Author(s) Friedrich Engels
Written 17 August 1887


First published in Aus der Frühzeit des Marxismus. Engels Briefwechsel mit Kautsky, Prag, 1935, and in: Marx and Engels, Works, First Russian Edition, Vol. XXVII, Moscow, 1935
Printed according to the original
Published in English for the first time in Marx-Engels Collected Works, Volume 48


ENGELS TO KARL KAUTSKY

IN LONDON

Eastbourne, 17 August 1887
4 Cavendish Place

Dear Kautsky,

Please excuse the belated return of the enclosed, which I have read with thanks.[1] I shall be interested to peruse the clean proofs of the More,[2] though I don't see of what help I can be to you in this.

We shall be coming back on Saturday week, 27 August,[3] by which time my house will presumably be habitable once more.

If you happen to be passing Regent's Park Road I should be greatly obliged if you would drop in there and leave 3 or 4 large (long) envelopes, addressed to me here; I had left some there but they would all seem to have been used up. I mean the sort of envelope in which my people will be able to send me 3 or 4 letters at a time.

For the rest, we are as merry as grigs and are expecting Sam Moore this evening. Last night we at last had a storm, but it's fine again now.

Regards from my family to yours. The Avelings are at Stratford-on- Avon, revelling in Shakespeariana at source.

Your

F. E.

  1. Apparently this refers to the biography of Engels, written by Karl Kautsky for the Osterreichischer Arbeiter-Kalender of 1888.
  2. K. Kautsky, Thomas More und seine Utopie, Stuttgart, 1888
  3. Engels holidayed in Eastbourne from 23 July to 2 September.

**REQUIRED ACTIONS:**
A. Please copy word for word the passage of the Engels letter that opens with the words containing "ENGELS TO KARL" and closes with "letters at a time.".
B. Translate this sentence from the Engels letter into French: "Last night we at last had a storm, but it's fine again now."

[Object pointing dataset rows]
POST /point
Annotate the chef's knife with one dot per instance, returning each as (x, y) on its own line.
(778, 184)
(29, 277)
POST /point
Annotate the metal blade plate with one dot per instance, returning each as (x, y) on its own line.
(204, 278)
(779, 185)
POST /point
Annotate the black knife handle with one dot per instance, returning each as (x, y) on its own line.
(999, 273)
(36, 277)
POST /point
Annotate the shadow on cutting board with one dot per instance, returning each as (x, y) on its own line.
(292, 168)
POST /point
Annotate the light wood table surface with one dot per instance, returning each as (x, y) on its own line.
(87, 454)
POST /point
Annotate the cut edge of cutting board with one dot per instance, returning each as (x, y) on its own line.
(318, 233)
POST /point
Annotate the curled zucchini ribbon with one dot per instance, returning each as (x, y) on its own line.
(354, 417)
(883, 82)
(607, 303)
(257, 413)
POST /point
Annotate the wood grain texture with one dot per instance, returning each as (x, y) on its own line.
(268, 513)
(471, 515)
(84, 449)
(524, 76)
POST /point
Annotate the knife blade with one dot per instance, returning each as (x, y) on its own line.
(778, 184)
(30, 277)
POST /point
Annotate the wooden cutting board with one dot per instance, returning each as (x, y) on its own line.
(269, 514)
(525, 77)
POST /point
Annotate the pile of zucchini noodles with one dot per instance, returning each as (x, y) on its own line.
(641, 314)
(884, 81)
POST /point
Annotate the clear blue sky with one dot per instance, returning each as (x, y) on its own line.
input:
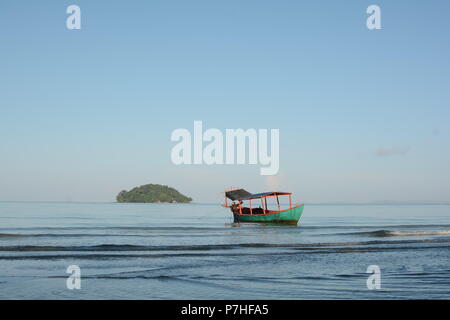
(87, 113)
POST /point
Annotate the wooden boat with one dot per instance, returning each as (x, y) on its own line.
(261, 214)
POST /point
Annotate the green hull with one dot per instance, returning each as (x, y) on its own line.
(290, 216)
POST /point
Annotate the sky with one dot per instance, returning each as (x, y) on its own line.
(363, 114)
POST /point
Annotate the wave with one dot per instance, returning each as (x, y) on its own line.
(396, 233)
(210, 247)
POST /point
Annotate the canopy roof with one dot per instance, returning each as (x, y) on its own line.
(241, 194)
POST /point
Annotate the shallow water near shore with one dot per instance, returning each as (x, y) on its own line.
(195, 251)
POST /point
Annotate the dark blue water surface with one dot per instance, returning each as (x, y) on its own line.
(193, 251)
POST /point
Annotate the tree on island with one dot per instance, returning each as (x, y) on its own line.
(151, 193)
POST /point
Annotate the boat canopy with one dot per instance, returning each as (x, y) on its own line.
(241, 194)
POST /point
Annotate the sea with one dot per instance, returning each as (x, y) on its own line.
(196, 251)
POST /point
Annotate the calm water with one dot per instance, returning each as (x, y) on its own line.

**WORKED ANSWERS:**
A.
ENGELS TO KARL KAUTSKY

IN LONDON

Eastbourne, 17 August 1887
4 Cavendish Place

Dear Kautsky,

Please excuse the belated return of the enclosed, which I have read with thanks.[1] I shall be interested to peruse the clean proofs of the More,[2] though I don't see of what help I can be to you in this.

We shall be coming back on Saturday week, 27 August,[3] by which time my house will presumably be habitable once more.

If you happen to be passing Regent's Park Road I should be greatly obliged if you would drop in there and leave 3 or 4 large (long) envelopes, addressed to me here; I had left some there but they would all seem to have been used up. I mean the sort of envelope in which my people will be able to send me 3 or 4 letters at a time.

B. Hier soir, nous avons enfin eu un orage, mais il fait de nouveau beau maintenant.